**WORK TO BE COMPLETED**
Render the entries from the line that contains "Task: point out the air" through the end of the entries, inclusive, as a JSON list of strings with one string per line and blank lines left out.

[Saved entries]
§ §
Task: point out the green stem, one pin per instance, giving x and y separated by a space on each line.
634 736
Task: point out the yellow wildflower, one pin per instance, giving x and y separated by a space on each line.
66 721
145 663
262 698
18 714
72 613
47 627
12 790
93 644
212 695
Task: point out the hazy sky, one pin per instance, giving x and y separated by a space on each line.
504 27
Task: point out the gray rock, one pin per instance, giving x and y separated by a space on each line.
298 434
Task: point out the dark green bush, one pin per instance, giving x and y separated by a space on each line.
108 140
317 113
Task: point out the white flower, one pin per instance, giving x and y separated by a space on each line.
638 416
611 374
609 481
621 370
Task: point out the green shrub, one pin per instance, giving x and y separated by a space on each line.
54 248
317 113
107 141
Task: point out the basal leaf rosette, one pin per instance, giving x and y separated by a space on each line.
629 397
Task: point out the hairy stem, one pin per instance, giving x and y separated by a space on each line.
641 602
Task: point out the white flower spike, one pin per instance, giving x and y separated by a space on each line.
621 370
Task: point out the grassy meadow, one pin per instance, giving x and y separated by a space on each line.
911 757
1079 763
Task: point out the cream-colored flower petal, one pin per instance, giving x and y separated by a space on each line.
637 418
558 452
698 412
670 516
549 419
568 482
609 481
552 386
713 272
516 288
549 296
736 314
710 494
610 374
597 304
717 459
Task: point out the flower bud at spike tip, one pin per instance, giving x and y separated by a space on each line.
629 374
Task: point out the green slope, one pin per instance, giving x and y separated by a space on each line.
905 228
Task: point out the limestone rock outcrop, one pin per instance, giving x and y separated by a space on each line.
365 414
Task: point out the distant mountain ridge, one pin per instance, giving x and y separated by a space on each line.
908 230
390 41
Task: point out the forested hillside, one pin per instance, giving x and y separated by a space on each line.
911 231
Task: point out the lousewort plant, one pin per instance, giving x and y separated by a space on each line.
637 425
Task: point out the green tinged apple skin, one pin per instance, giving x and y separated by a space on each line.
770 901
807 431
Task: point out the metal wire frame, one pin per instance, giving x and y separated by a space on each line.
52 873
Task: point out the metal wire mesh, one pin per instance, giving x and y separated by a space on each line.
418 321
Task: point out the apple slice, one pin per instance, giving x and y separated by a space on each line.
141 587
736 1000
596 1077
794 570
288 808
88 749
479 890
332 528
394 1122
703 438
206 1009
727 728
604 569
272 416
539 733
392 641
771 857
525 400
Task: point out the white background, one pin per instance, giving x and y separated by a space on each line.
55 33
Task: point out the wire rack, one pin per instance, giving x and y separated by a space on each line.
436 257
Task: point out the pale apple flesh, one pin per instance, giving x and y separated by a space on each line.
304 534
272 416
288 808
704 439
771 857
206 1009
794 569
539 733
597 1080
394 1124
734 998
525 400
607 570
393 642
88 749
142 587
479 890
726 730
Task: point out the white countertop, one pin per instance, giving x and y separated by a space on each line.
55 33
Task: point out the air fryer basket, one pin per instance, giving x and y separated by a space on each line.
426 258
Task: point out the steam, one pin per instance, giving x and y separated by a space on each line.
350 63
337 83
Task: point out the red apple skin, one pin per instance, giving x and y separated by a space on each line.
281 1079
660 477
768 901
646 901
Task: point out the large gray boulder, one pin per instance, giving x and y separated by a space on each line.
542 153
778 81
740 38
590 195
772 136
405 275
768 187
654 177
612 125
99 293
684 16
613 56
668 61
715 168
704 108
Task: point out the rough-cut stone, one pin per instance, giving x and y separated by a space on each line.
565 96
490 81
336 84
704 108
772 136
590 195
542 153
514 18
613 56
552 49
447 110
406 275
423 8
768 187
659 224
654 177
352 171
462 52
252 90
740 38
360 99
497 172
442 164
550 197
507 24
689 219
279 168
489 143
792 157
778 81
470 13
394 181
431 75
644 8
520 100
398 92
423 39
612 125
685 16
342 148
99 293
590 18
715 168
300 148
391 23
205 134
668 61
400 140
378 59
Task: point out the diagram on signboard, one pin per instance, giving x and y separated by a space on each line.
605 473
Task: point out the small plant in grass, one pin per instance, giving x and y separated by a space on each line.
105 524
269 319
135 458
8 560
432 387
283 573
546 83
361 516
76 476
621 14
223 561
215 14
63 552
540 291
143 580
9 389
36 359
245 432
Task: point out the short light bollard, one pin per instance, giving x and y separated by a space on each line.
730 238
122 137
§ §
**RESULT OF THIS TASK**
[
  "Task: point out the air fryer basket, one pin per instance, giving x and y separated by a space on each line.",
  "426 258",
  "Task: point out the steam, one pin per instance, giving x and y separated by a space on each line.",
  "350 63",
  "337 83",
  "Task: point out the red apple skin, one pin per instance, giving x and y separated by a space on each line.",
  "281 1079",
  "660 477",
  "768 901",
  "646 901",
  "Task: point out the large gray boulder, one pin per instance, giving x and y separated by a space on each line.",
  "542 153",
  "778 81",
  "740 38",
  "590 195",
  "772 136",
  "405 275",
  "768 187",
  "654 177",
  "612 125",
  "99 293",
  "684 16",
  "613 56",
  "668 61",
  "715 168",
  "704 108",
  "Task: point out the rough-cut stone, one pin per instance, giving x and y separated by a space on each line.",
  "565 96",
  "490 81",
  "336 84",
  "704 108",
  "772 136",
  "590 195",
  "542 153",
  "514 18",
  "613 56",
  "552 49",
  "447 110",
  "406 275",
  "423 8",
  "768 187",
  "659 224",
  "654 177",
  "352 171",
  "462 52",
  "252 90",
  "740 38",
  "360 99",
  "497 172",
  "442 164",
  "550 197",
  "507 24",
  "689 219",
  "279 168",
  "489 143",
  "792 157",
  "778 81",
  "470 13",
  "394 181",
  "431 75",
  "644 8",
  "520 100",
  "398 92",
  "423 39",
  "612 125",
  "685 16",
  "342 148",
  "99 293",
  "590 18",
  "715 168",
  "300 148",
  "391 23",
  "205 134",
  "668 61",
  "400 140",
  "378 59",
  "Task: point out the diagram on signboard, one pin per instance, giving x and y separated by a space on each line.",
  "605 473",
  "Task: point out the small plant in grass, one pin per instance, giving x and y separated by a space on each line.",
  "105 524",
  "269 319",
  "135 458",
  "8 560",
  "432 387",
  "283 573",
  "546 83",
  "361 516",
  "76 476",
  "621 14",
  "223 561",
  "215 14",
  "63 552",
  "540 291",
  "143 580",
  "9 389",
  "36 359",
  "245 432",
  "Task: point out the short light bollard, one pin per instance, giving x and y separated by a space on each line.",
  "730 238",
  "122 137"
]